● QUOTED TEXT
Merkle clients that advertise on Amazon spent 12% more on the retail giant's Sponsored Products ads in the second quarter, a slowdown from 19% growth in the previous quarter.

While spending growth on Amazon.com Inc.’s Sponsored Products and Sponsored Brands ad formats slowed in the second quarter, the retail giant’s ads continue to drive strong sales for retailers and brands, according to Merkle’s “Digital Marketing Report Q2 2019” that was released on Tuesday.

Spending on Sponsored Products—the keyword-targeted, cost-per-click ads that can either appear on the right-hand side or bottom of search results and product detail pages on desktop and mobile devices—rose 12% in the second quarter, a slowdown from 19% growth in the previous quarter, according to Merkle, which bases its findings on its clients that have worked with the digital marketing vendor for at least 19 months and have not significantly changed their strategic objective or product offerings. However, sales from the ad format jumped 102%, roughly in line with the 101% increase in the first quarter.

● EXTRACTED ENTRIES
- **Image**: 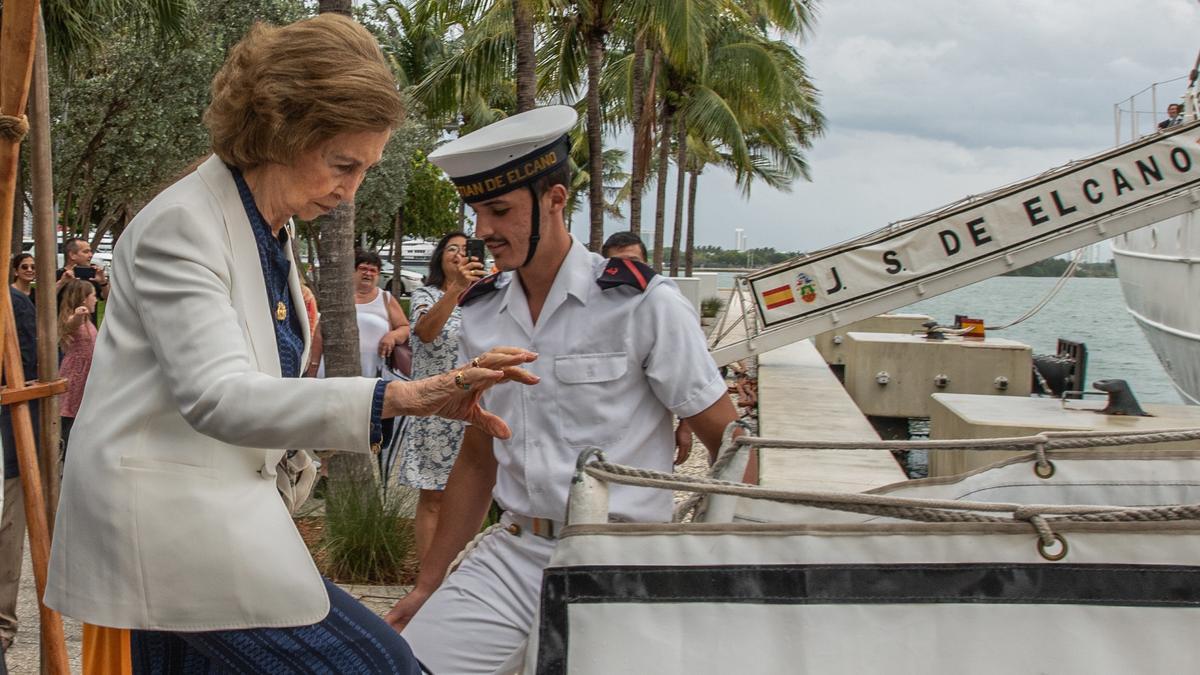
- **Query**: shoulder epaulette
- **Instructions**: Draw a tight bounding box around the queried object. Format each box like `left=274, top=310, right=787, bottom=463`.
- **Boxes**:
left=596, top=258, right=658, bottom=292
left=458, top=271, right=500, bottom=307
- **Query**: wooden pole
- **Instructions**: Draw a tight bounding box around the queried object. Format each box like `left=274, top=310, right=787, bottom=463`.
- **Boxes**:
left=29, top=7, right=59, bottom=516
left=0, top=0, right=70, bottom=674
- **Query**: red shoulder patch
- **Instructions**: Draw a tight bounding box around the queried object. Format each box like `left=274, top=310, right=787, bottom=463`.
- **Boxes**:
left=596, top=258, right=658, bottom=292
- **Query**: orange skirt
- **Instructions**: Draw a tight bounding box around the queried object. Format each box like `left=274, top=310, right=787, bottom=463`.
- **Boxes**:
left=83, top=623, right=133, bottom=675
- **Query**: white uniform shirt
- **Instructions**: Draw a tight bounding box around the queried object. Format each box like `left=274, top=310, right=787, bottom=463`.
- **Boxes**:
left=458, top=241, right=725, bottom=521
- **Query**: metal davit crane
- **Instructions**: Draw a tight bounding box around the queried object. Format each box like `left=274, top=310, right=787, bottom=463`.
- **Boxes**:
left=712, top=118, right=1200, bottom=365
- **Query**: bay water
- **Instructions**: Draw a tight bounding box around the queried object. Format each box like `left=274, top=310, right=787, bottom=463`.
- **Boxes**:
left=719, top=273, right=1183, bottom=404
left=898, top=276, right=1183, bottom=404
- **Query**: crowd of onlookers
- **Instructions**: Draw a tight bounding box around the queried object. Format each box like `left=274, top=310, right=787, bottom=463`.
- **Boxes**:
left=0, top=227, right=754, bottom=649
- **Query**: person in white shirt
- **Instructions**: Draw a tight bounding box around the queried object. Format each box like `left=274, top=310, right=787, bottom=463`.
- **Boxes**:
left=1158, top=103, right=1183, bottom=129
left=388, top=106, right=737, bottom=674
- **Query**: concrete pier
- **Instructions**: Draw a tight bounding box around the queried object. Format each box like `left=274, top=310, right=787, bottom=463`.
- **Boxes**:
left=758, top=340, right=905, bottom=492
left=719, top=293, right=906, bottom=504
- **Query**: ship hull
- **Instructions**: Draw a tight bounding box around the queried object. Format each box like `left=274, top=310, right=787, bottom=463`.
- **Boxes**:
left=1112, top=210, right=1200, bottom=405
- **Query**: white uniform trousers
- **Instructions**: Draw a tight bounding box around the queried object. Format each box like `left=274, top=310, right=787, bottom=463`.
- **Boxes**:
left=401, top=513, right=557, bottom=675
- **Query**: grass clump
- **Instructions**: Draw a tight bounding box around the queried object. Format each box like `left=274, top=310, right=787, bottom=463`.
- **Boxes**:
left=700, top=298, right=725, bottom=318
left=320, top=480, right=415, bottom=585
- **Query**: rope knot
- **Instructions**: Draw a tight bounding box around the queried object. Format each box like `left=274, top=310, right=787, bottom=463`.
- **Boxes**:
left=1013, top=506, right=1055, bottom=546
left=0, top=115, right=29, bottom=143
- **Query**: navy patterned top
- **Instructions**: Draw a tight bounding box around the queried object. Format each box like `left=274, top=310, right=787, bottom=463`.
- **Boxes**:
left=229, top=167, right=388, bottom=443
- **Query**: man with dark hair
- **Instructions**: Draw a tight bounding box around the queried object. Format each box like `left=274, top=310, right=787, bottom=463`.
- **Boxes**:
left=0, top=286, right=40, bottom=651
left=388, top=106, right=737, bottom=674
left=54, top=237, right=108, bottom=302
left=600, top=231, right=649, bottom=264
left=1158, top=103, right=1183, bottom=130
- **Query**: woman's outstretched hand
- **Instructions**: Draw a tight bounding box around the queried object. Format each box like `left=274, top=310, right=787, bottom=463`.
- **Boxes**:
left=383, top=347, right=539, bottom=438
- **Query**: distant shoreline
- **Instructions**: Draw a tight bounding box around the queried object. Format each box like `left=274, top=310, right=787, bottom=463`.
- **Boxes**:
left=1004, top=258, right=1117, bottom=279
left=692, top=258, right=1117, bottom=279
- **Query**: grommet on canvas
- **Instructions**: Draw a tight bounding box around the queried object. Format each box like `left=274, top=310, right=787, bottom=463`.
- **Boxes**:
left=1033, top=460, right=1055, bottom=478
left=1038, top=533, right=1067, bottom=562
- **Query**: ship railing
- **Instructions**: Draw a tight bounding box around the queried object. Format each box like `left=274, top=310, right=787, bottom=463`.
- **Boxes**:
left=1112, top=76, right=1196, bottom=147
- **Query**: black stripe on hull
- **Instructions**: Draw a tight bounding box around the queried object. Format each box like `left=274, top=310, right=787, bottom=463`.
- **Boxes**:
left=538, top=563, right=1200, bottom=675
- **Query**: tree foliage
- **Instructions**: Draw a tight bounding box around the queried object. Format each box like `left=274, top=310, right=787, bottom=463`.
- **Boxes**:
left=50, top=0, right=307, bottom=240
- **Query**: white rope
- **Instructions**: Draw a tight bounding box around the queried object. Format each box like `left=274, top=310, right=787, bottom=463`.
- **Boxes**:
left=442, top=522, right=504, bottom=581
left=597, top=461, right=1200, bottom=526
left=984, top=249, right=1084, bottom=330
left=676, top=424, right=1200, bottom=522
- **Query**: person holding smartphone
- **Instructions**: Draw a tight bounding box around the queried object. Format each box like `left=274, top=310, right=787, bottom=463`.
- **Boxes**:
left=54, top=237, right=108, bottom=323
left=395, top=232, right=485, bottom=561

● INSTRUCTION A
Condense the paragraph of the Amazon ad spending article that begins "Spending on Sponsored Products" into a shorter version that keeps its main facts.
● INSTRUCTION B
Continue the article on Amazon ad spending from its last sentence.
The records have nothing to do with the text.

● TASK RESULT A
Sponsored Products are keyword-targeted, cost-per-click ads that appear on the right-hand side or bottom of search results and product detail pages on desktop and mobile devices. Merkle reports that spending on them rose 12% in the second quarter, down from 19% growth in the previous quarter, while sales from the format jumped 102%, roughly matching the first quarter's 101% increase. Merkle's findings cover clients who have worked with it for at least 19 months without significantly changing their strategic objective or product offerings.

● TASK RESULT B
It was a similar story with Sponsored Brands, which are keyword-targeted, cost-per-click search ads that appear at the top of the first page of search results on desktop and mobile devices. Spending on the ad format fell 2%, a dramatic decrease from 77% growth in the previous quarter, thanks in large part to Amazon opening up more inventory last August. Plus, sales from Sponsored Brands rose 53%.

Sponsored Products are the dominant ad format on Amazon, accounting for 86% of all Amazon Marketing Services spending. Sponsored Brands accounted for 13% and Product Display ads around 1%. Product Display ads, which are not available to sellers, are cost-per-click ads aimed at helping drive sales and traffic to an Amazon product detail page.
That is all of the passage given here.